-- START DATA FOR THE TASK --

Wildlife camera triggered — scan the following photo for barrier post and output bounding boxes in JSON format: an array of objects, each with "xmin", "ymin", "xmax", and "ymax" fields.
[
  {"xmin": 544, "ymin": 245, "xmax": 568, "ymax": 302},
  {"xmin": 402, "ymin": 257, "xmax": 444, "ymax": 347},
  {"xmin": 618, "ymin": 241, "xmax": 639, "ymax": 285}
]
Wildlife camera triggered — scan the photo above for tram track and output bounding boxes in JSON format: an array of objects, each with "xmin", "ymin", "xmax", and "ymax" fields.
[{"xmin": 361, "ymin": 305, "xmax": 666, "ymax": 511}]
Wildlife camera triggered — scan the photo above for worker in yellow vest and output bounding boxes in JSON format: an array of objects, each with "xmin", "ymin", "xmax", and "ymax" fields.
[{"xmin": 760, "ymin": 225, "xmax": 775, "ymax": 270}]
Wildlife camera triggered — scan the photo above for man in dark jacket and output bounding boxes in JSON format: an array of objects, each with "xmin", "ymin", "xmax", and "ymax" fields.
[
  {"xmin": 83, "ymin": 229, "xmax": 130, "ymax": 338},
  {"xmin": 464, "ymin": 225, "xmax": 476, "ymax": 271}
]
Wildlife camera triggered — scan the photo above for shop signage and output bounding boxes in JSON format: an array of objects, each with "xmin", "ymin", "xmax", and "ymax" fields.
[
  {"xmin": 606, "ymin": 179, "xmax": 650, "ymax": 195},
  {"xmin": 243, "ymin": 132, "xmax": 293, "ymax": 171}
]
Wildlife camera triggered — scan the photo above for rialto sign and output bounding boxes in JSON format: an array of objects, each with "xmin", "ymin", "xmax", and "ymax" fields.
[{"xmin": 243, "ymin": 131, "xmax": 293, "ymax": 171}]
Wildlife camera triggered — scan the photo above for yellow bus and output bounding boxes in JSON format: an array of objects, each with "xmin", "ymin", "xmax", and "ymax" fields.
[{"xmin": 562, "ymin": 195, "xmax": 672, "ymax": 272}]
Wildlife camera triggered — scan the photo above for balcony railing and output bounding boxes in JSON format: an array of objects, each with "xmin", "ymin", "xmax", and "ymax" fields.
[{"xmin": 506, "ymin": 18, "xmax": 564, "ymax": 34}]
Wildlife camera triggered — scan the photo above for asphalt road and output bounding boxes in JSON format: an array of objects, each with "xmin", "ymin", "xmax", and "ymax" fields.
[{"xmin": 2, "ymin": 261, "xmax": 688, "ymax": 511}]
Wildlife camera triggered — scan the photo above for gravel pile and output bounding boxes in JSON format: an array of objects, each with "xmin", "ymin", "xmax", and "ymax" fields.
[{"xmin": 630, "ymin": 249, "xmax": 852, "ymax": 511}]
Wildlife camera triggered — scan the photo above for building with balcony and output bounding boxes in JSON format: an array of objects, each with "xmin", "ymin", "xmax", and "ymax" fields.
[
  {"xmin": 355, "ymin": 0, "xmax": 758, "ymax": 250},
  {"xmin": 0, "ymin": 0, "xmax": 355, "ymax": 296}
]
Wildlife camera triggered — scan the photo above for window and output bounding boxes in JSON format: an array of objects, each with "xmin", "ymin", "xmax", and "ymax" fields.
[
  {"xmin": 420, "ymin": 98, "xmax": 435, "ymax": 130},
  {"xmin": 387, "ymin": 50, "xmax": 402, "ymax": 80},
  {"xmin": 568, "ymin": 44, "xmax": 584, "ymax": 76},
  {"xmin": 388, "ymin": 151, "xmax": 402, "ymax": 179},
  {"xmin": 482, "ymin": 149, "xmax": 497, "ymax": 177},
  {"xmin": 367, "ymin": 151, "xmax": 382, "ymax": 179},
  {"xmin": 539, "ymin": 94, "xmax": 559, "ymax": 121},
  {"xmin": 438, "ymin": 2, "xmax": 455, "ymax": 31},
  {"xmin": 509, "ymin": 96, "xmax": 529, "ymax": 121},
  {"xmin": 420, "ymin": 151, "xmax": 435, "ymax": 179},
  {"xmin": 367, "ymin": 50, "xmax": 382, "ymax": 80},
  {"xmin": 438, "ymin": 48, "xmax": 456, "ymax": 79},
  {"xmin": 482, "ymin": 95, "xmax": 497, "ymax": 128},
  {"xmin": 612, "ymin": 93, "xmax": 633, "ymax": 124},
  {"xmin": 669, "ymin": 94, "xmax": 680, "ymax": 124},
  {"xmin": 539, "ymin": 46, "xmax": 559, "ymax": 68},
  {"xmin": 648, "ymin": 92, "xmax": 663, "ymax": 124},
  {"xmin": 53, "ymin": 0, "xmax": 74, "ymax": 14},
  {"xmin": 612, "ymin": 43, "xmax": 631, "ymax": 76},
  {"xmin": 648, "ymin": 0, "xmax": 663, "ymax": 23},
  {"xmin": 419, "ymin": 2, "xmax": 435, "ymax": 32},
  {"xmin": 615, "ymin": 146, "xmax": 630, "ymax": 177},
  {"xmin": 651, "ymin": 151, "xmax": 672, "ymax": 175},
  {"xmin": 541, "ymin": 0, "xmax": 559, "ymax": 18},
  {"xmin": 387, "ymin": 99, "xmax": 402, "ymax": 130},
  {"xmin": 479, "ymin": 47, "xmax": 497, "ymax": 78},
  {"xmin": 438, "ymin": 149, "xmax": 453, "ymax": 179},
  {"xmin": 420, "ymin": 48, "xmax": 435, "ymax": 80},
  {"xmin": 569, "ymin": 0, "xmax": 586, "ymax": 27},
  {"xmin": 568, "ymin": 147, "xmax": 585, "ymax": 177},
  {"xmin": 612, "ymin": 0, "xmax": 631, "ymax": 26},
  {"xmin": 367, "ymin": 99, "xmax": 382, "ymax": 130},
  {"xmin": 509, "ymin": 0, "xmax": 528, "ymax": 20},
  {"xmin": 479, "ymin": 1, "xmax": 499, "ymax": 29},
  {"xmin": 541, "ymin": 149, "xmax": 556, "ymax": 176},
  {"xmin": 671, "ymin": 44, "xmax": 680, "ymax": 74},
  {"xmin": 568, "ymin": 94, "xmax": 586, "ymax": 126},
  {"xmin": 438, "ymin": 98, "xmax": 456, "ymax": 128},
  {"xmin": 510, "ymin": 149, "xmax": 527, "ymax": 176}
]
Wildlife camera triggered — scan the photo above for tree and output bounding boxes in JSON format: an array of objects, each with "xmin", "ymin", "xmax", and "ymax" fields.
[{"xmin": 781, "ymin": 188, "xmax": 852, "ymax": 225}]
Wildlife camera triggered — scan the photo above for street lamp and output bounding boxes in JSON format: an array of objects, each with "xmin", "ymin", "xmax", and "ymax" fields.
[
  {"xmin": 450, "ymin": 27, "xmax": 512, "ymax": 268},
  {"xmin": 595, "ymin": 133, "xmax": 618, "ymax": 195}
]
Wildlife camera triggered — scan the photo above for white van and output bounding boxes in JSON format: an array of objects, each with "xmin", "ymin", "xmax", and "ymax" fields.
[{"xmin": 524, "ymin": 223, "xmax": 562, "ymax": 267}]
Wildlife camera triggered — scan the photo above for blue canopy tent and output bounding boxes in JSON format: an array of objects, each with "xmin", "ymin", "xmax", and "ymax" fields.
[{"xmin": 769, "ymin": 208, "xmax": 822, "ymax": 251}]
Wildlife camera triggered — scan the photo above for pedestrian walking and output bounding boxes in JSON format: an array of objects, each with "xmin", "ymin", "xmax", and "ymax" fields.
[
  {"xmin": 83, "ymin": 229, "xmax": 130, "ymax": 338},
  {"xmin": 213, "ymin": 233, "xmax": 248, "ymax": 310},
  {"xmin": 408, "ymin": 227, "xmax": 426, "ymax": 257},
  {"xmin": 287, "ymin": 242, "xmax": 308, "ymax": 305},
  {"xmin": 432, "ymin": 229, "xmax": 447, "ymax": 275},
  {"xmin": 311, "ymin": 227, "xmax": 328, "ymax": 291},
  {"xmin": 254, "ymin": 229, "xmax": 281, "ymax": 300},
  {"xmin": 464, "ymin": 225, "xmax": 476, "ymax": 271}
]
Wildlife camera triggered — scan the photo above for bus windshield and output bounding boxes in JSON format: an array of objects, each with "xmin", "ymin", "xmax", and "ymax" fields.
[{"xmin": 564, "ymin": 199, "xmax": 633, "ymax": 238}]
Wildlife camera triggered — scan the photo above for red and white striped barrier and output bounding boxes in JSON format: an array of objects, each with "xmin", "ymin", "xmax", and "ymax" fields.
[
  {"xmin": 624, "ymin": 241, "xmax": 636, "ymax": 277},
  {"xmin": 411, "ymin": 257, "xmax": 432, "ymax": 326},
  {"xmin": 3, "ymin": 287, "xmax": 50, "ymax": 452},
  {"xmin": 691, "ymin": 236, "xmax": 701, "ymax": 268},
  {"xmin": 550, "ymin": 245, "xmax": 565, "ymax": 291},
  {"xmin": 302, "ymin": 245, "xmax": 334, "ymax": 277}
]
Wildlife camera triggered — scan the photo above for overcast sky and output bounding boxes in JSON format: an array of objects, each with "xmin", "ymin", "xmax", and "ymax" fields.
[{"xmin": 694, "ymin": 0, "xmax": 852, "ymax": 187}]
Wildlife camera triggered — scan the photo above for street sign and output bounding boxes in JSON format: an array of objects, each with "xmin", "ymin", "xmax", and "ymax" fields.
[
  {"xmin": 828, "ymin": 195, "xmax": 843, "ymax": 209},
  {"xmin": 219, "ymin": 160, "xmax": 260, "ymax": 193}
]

-- END DATA FOR THE TASK --

**TASK STATEMENT**
Restate word for word the lines from the one holding "Wildlife camera triggered — scan the photo above for bus" to the end of the listing, both ends included, and nothing more.

**WRITTEN RESPONSE**
Wildlife camera triggered — scan the photo above for bus windshield and output bounding boxes in JSON format: an array of objects, each with "xmin", "ymin", "xmax", and "ymax" fields.
[{"xmin": 564, "ymin": 199, "xmax": 633, "ymax": 238}]
Wildlife camera triggered — scan the photo above for red and white striped barrier and output bounding boxes in JSON format: an array of objects, each with "xmin", "ymin", "xmax", and "ymax" fields.
[
  {"xmin": 624, "ymin": 241, "xmax": 636, "ymax": 277},
  {"xmin": 411, "ymin": 257, "xmax": 432, "ymax": 326},
  {"xmin": 3, "ymin": 287, "xmax": 50, "ymax": 452},
  {"xmin": 691, "ymin": 236, "xmax": 701, "ymax": 268},
  {"xmin": 550, "ymin": 245, "xmax": 565, "ymax": 291},
  {"xmin": 302, "ymin": 245, "xmax": 334, "ymax": 277}
]
Wildlife camera triggered — scan the photo above for overcast sky and output bounding boxes in JSON format: an array of objects, each with "xmin", "ymin", "xmax", and "ymax" fields.
[{"xmin": 694, "ymin": 0, "xmax": 852, "ymax": 187}]
Wildlife camera triggered — scan the photo above for street sign and output bounding boxes in JSON format: an array of objects, each with "xmin", "ymin", "xmax", and "ymax" fields.
[
  {"xmin": 828, "ymin": 195, "xmax": 843, "ymax": 209},
  {"xmin": 219, "ymin": 160, "xmax": 260, "ymax": 193}
]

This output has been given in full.